Déjà en 2011, un ancien Observateur en Ukraine publiait : « Est-Ouest à la croisée des chemins ». Parlant des influences extérieures il dit : l’Union européenne, soucieuse de maintenir de bonnes relations avec la Russie, n’a jamais donné de signes clairs à l’Ukraine par rapport à son avenir. La Russie par contre a fait preuve d’ingérence dans les événements. La Pologne, voisine de l’Ukraine, trouva le courage de soutenir cette dernière, percevant clairement les enjeux puisqu’elle-même s’était récemment émancipée en recouvrant sa souveraineté et son indépendance ».

Ce commentaire concerne les faits se rapportant à la Révolution orange. L’on peut noter que l’auteur relève l’ingérence de la Russie mais la Russie aussi a systématiquement dénoncé celle des occidentaux. En cela, libre à chacun de penser à partir de ce qu’il entend et voit. Dans le même article Zénoin Kewal poursuit : Si nous parlons ici de bilan « provisoire », c’est que l’Ukraine se trouve à la croisée des chemins entre une aspiration européenne et des pressions pour un repli vers l’espace post-soviétique »

ENREGISTREMENTS FOURNIS ▸

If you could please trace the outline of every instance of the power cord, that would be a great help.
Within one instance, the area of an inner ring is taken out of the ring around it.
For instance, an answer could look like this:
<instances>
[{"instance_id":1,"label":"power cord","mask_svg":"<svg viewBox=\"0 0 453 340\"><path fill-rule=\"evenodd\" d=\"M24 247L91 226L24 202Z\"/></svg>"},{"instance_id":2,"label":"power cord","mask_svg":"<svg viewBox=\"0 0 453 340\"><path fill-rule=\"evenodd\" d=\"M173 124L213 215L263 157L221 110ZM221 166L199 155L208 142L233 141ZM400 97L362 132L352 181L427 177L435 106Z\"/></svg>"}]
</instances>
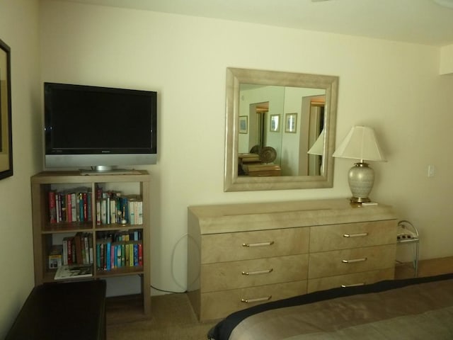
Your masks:
<instances>
[{"instance_id":1,"label":"power cord","mask_svg":"<svg viewBox=\"0 0 453 340\"><path fill-rule=\"evenodd\" d=\"M158 288L154 287L153 285L150 285L151 288L153 289L155 289L156 290L159 290L159 292L164 292L164 293L171 293L173 294L185 294L187 293L187 290L184 291L184 292L173 292L172 290L166 290L165 289L160 289Z\"/></svg>"}]
</instances>

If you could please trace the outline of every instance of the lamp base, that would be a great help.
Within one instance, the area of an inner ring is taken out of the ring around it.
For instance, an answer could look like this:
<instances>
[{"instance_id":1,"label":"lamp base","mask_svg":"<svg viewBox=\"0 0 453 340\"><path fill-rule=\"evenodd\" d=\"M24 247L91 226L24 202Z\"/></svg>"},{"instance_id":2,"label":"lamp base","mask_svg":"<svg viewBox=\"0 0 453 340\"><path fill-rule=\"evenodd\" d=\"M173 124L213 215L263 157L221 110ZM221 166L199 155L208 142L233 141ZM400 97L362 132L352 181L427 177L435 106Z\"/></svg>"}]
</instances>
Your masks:
<instances>
[{"instance_id":1,"label":"lamp base","mask_svg":"<svg viewBox=\"0 0 453 340\"><path fill-rule=\"evenodd\" d=\"M368 195L374 183L374 171L367 163L356 163L349 170L348 175L349 188L352 193L350 200L352 203L371 202Z\"/></svg>"}]
</instances>

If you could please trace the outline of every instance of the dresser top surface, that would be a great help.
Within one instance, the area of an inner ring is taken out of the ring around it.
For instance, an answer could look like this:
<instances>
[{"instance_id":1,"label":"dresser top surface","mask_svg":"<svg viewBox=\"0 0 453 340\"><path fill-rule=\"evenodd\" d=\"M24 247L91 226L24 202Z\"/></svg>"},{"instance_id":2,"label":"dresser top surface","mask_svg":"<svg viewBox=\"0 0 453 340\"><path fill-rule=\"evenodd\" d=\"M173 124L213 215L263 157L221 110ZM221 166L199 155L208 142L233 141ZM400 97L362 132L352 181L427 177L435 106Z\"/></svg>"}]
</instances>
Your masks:
<instances>
[{"instance_id":1,"label":"dresser top surface","mask_svg":"<svg viewBox=\"0 0 453 340\"><path fill-rule=\"evenodd\" d=\"M202 234L396 218L389 205L362 206L346 198L195 205L188 212Z\"/></svg>"}]
</instances>

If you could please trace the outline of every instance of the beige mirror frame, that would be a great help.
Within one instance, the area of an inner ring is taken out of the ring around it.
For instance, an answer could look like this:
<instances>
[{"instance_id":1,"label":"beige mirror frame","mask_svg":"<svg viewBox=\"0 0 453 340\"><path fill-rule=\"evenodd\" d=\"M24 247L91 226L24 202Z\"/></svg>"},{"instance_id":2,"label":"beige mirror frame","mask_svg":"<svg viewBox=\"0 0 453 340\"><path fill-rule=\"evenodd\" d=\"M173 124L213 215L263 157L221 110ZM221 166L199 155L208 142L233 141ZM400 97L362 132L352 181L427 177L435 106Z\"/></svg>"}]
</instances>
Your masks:
<instances>
[{"instance_id":1,"label":"beige mirror frame","mask_svg":"<svg viewBox=\"0 0 453 340\"><path fill-rule=\"evenodd\" d=\"M324 149L321 176L238 176L239 88L241 84L326 90ZM338 77L250 69L226 69L224 191L331 188L336 130Z\"/></svg>"}]
</instances>

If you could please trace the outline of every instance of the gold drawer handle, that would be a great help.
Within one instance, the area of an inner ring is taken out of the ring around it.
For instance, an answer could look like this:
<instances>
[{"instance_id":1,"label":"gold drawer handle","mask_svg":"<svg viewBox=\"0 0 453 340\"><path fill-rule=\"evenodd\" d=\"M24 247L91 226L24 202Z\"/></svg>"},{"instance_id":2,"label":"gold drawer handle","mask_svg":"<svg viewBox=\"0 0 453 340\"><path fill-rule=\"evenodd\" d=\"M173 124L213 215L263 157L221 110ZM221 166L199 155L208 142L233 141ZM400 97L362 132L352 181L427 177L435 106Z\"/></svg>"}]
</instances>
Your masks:
<instances>
[{"instance_id":1,"label":"gold drawer handle","mask_svg":"<svg viewBox=\"0 0 453 340\"><path fill-rule=\"evenodd\" d=\"M342 288L345 288L346 287L357 287L358 285L365 285L365 283L352 283L352 285L341 285Z\"/></svg>"},{"instance_id":2,"label":"gold drawer handle","mask_svg":"<svg viewBox=\"0 0 453 340\"><path fill-rule=\"evenodd\" d=\"M341 261L343 264L355 264L355 262L363 262L364 261L367 261L366 257L363 259L353 259L352 260L342 260Z\"/></svg>"},{"instance_id":3,"label":"gold drawer handle","mask_svg":"<svg viewBox=\"0 0 453 340\"><path fill-rule=\"evenodd\" d=\"M264 298L258 298L258 299L241 299L241 302L244 303L253 303L260 302L262 301L268 301L270 299L272 299L272 295L266 296Z\"/></svg>"},{"instance_id":4,"label":"gold drawer handle","mask_svg":"<svg viewBox=\"0 0 453 340\"><path fill-rule=\"evenodd\" d=\"M266 269L265 271L243 271L242 275L258 275L258 274L268 274L273 268Z\"/></svg>"},{"instance_id":5,"label":"gold drawer handle","mask_svg":"<svg viewBox=\"0 0 453 340\"><path fill-rule=\"evenodd\" d=\"M269 241L268 242L258 242L258 243L243 243L242 246L272 246L274 244L273 241Z\"/></svg>"},{"instance_id":6,"label":"gold drawer handle","mask_svg":"<svg viewBox=\"0 0 453 340\"><path fill-rule=\"evenodd\" d=\"M367 232L358 232L357 234L345 234L343 237L362 237L363 236L368 236Z\"/></svg>"}]
</instances>

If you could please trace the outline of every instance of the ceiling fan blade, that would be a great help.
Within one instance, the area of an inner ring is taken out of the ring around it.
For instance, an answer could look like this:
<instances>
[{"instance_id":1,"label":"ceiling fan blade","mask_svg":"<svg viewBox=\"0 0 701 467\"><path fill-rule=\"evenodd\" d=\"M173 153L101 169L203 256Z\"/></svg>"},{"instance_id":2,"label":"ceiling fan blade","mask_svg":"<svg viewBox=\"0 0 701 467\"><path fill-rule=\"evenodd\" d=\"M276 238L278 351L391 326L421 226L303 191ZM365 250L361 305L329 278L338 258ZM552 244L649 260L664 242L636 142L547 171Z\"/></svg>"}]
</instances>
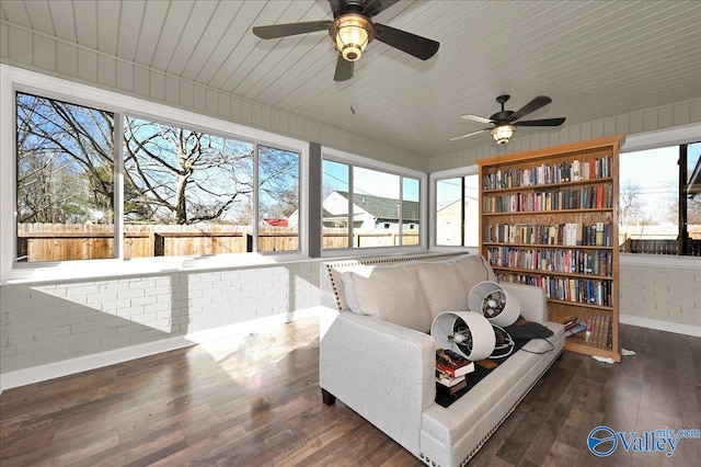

ÉNONCÉ DU PROBLÈME ▸ Poursuivez le texte sur l'Ukraine et la Révolution orange en reprenant après sa dernière phrase.

RÉPONSE RÉDIGÉE ▸
En cela, le cours des événements lui donne raison. Le point capital pour nous est dans la manière dont l’Est et l’Ouest ainsi que l’Ukraine entendent gérer cette aspiration dichotomique. L’Occident et la Russie vont-elles traiter l’Ukraine à la manière du bébé vivant que la sagesse de Salomon jugea utile de couper en deux pour satisfaire par morceaux, les deux mères qui se le disputaient ? Qui décidera de sauver l’enfant ? Les jours à venir sont déterminants pour le savoir. Nous pensons qu’à la différence du cas précité, ici le sort de l’enfant tient à l’entente de tous.

Le Doyen Charles Debbasch s’appropriant les définitions de Laferrière et de J.Bodin, clarifie encore la notion de souveraineté de manière qui nous convient fort bien : « Pouvoir de droit originaire et suprême ». En droit international, la souveraineté de l’État est la marque de l’indépendance et de la plénitude de ses compétences internationales ».

Il est aisé de constater ici, que la doctrine reflète l’esprit de la Charte de l’Organisation des Nations Unies qui stipule : « l’Organisation est fondée sur le principe de l’égalité souveraine de ses membres. » (art.2, § 1, Charte).

Paul Reuter voit, dans la souveraineté, la notion clef de la structure de juxtaposition qui prévaut dans les relations internationales. Le lien qu’il établit entre l’égalité des États et la souveraineté nous semble fort intéressant pour des applications à la crise ukrainienne.

Le principe énoncé à l’article 2 de la Charte précitée a donné lieu à une théorie juridique importante : la distinction de la répartition et de la réglementation des compétences. Elle consiste en ce qu’aucun État n’a le droit d’étendre ses compétences par une décision unilatérale sous peine de porter atteinte à la souveraineté des autres États. Appliqué au sujet qui nous occupe, c’est autant dire qu’en tant qu’État souverain l’Ukraine exerce une compétence exclusive dans sa gestion interne sur son territoire sauf autorisation de sa part à un autre État en conformité à son ordre constitutionnel.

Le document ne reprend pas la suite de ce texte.